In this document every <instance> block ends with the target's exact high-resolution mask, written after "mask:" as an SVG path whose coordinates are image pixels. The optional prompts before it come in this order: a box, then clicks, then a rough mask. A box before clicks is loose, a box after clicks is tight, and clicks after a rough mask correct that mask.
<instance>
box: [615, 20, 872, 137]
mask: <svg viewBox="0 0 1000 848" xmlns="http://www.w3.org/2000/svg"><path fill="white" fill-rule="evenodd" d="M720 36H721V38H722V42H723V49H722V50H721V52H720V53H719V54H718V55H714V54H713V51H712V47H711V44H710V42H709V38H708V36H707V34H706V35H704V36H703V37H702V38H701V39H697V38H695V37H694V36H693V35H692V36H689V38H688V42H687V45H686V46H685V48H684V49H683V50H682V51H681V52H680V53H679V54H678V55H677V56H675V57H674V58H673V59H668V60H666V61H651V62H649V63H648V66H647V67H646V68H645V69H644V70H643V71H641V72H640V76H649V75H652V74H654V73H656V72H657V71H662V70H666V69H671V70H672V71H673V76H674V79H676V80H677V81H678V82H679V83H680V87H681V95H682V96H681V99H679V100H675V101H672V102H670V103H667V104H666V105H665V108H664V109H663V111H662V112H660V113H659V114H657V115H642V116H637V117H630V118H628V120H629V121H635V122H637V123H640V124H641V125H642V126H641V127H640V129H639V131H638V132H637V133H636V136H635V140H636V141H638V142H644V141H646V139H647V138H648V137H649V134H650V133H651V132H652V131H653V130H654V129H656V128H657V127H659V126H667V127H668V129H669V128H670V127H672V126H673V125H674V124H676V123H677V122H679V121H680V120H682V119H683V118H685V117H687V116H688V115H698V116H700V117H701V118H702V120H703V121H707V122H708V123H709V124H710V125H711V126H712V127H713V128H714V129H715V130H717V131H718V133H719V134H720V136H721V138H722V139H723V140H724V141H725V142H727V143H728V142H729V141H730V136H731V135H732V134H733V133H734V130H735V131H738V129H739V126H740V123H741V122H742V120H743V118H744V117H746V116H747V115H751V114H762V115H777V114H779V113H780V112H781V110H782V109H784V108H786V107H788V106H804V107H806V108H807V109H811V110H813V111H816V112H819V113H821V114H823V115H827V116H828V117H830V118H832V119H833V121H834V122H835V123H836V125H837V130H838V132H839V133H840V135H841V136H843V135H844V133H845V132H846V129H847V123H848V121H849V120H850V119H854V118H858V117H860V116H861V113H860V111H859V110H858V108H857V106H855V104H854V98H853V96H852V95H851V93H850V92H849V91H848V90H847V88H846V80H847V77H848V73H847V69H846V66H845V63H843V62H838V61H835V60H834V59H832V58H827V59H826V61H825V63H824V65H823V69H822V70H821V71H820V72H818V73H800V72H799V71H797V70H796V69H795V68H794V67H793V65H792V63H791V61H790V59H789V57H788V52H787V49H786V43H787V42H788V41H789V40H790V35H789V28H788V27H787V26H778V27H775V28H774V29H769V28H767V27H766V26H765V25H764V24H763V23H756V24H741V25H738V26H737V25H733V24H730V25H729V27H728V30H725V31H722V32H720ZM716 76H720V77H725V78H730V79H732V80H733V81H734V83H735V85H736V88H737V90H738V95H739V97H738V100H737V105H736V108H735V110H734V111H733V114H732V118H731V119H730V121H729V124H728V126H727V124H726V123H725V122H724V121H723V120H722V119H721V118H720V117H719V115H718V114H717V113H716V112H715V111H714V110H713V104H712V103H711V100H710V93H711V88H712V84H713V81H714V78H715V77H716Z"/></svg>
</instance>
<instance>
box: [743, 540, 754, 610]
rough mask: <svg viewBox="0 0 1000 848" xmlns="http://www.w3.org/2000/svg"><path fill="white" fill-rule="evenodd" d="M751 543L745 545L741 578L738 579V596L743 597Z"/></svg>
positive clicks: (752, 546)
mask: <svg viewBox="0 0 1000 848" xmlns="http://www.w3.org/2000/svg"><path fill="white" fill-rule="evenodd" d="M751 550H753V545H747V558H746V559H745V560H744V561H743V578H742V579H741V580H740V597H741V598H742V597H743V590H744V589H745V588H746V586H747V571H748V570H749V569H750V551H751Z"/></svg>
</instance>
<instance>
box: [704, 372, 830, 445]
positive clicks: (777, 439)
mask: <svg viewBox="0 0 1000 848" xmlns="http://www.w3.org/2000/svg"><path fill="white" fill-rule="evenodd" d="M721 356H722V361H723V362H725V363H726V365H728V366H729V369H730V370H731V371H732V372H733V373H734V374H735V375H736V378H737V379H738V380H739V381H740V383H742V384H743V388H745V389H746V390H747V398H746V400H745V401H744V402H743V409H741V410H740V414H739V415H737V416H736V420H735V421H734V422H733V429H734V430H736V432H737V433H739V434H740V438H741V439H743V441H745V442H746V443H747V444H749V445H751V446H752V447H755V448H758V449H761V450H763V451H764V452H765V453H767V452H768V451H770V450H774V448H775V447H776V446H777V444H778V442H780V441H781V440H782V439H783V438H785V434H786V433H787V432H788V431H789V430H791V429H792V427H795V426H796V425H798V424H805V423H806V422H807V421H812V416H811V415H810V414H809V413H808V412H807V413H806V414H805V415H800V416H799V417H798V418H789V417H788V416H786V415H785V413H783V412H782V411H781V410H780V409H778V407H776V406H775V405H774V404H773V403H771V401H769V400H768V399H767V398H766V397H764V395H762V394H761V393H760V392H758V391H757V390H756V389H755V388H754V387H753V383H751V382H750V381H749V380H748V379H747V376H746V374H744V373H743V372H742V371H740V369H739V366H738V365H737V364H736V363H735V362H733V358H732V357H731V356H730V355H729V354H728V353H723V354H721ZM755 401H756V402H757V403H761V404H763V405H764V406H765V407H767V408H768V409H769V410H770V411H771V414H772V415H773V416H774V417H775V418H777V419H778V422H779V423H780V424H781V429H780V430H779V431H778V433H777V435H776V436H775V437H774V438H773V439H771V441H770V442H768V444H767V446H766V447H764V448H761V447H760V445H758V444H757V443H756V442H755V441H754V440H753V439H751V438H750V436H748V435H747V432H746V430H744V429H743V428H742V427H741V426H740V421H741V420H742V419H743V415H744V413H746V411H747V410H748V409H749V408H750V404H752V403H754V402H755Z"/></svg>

• • •

» Problem to work on
Copy each line of the records that has "rough" in it.

» Solution to this exercise
In this document every <instance> block ends with the target's exact high-resolution mask, written after "mask:" as an SVG path whose coordinates are image pixels. The optional prompts before it come in this order: a box, then clicks, then a rough mask. A box before clicks is loose, a box after clicks is tight, and clicks after a rough mask correct that mask.
rough mask: <svg viewBox="0 0 1000 848" xmlns="http://www.w3.org/2000/svg"><path fill="white" fill-rule="evenodd" d="M751 543L745 545L741 578L738 579V596L743 597Z"/></svg>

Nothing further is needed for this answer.